- [Extracted text]:
---
Former Vice President, Alhaji Atiku Abubakar has urged the federal government to immediately ban flights between Nigeria and the United Kingdom.
Atiku noted in a statement on Sunday that the action has become necessary in view of the health hazards that may result if the new coronavirus strain reported in the UK is imported into Nigeria.
Atiku said the government must take action immediately to avoid a repeat of what happened during the first wave of the COVID-19 virus when Nigeria failed to shut down its borders before the virus penetrated the country.
He warned that Nigeria’s health sector is not sufficiently prepared to handle the impact of another surge in pandemic hence the need to take preventive action before its too late.
The statement reads: “The reason Nigeria took a harder than necessary hit during the first wave of the COVID19 virus is because the Federal Government failed to heed the warnings of well meaning Nigerians, like myself and others, to shut down our borders once the virus became a pandemic.
Hindsight is 20/20. Nevertheless, we must learn from history or we stand the risk of repeating it. The new strain of COVID19 that has erupted in the United Kingdom, and specifically, London, can add to Nigeria’s health emergency if we do not act with an abundance of caution and temporarily halt all flights to and from the UK, until this new strain is brought under control.
---
- [Data excerpts]:
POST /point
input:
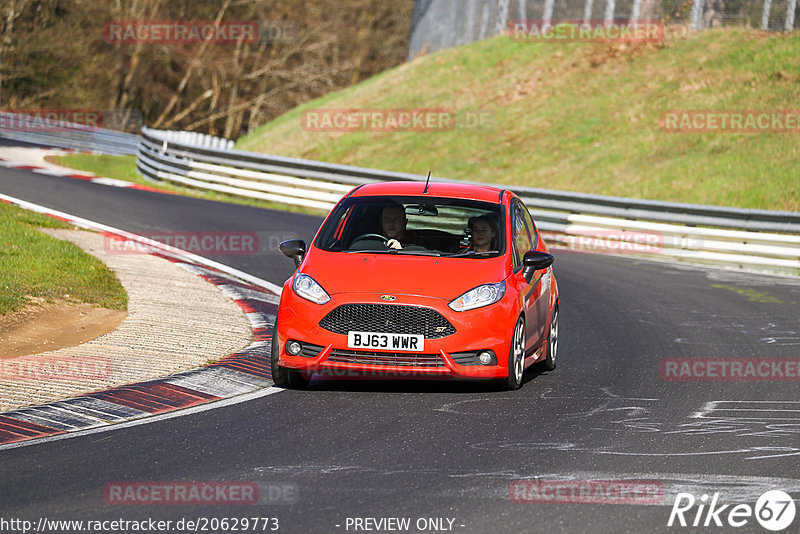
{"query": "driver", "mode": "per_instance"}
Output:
(393, 224)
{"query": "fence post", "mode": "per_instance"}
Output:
(765, 14)
(697, 15)
(471, 8)
(502, 16)
(637, 8)
(547, 16)
(790, 7)
(484, 21)
(587, 11)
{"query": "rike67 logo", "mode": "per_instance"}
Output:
(774, 511)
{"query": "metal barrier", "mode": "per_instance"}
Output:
(68, 135)
(743, 238)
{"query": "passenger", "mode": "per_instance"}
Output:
(484, 233)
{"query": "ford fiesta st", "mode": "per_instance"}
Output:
(434, 280)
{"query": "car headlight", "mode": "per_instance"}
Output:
(309, 289)
(479, 296)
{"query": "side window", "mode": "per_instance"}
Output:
(531, 227)
(522, 236)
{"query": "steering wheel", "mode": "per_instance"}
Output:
(383, 238)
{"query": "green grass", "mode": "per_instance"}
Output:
(124, 168)
(581, 117)
(33, 264)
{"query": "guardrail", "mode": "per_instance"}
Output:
(749, 239)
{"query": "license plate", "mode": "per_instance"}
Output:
(386, 341)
---
- [Tasks]:
1/ In the article about Atiku's call for a UK flight ban, which city does his statement specifically name as where the new COVID-19 strain erupted?
2/ Pick up the article about Atiku's call for a UK flight ban and write its next few sentences.

- [Results for the exercise]:
1/ London

2/
Already, prudent nations are taking prompt action, and Nigeria must take necessary precautions, due to the volume of air traffic between Nigerian airports and London, where this new strain has erupted.
We must face the reality that our health sector is not sufficiently prepared to handle a sudden and unpredictable surge of this pandemic. We have already lost lives needlessly. We need not lose more.
In the case of this virus, an ounce of prevention is worth a pound of cure.”
The lastest report on the covid-19 status of Nigeria by the Nigeria Centre for Disease Control (NCDC) puts the country’s total infection at 77,933, with 67,784 discharged cases.